Stored entries
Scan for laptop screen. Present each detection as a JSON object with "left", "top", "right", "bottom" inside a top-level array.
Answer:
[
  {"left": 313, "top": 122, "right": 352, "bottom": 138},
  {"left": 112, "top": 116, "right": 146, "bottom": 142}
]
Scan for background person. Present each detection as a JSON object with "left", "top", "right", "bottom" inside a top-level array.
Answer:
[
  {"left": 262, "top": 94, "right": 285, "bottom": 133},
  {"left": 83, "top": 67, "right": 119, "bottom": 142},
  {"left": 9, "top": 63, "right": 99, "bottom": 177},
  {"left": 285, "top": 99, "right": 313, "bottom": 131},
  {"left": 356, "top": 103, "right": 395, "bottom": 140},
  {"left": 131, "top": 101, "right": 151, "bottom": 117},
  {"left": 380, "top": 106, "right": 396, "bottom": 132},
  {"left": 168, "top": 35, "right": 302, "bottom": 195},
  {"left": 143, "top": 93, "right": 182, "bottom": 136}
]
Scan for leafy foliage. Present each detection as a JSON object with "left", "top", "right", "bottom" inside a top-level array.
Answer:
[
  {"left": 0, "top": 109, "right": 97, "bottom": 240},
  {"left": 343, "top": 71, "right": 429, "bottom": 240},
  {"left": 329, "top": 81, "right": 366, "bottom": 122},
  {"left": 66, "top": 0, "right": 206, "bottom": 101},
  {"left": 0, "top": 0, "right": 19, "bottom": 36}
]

CHALLENGE
Convert every line of the records above into a JSON list of strings, one string per line, skipping any blank lines.

THE COMPLETED TASK
[
  "Scan for laptop screen. Present each detection as a JSON object with \"left\", \"top\", \"right\", \"bottom\" inside a top-level array.",
  "Answer:",
  "[",
  "  {\"left\": 313, \"top\": 122, \"right\": 352, \"bottom\": 138},",
  "  {\"left\": 112, \"top\": 116, \"right\": 146, \"bottom\": 142}",
  "]",
  "Scan for background person. Present each detection as a JSON object with \"left\", \"top\", \"right\", \"bottom\" inside a top-level array.",
  "Answer:",
  "[",
  "  {\"left\": 262, \"top\": 94, \"right\": 285, \"bottom\": 133},",
  "  {\"left\": 83, \"top\": 67, \"right\": 119, \"bottom\": 142},",
  "  {\"left\": 9, \"top\": 63, \"right\": 99, \"bottom\": 177},",
  "  {\"left\": 285, \"top\": 99, \"right\": 313, \"bottom\": 131},",
  "  {\"left\": 356, \"top\": 103, \"right\": 395, \"bottom\": 140},",
  "  {\"left\": 131, \"top\": 101, \"right\": 151, \"bottom\": 117},",
  "  {\"left\": 380, \"top\": 106, \"right\": 396, \"bottom\": 132},",
  "  {\"left\": 168, \"top\": 35, \"right\": 302, \"bottom\": 195},",
  "  {\"left\": 143, \"top\": 93, \"right\": 182, \"bottom\": 136}",
  "]",
  "Scan for leafy foliage. Present each detection as a JSON object with \"left\", \"top\", \"right\", \"bottom\" inside a top-level array.",
  "Answer:",
  "[",
  "  {\"left\": 0, \"top\": 109, \"right\": 97, \"bottom\": 240},",
  "  {\"left\": 343, \"top\": 71, \"right\": 429, \"bottom\": 240},",
  "  {\"left\": 329, \"top\": 81, \"right\": 366, \"bottom\": 122},",
  "  {\"left\": 66, \"top\": 0, \"right\": 206, \"bottom\": 101},",
  "  {\"left\": 0, \"top\": 0, \"right\": 19, \"bottom\": 36}",
  "]"
]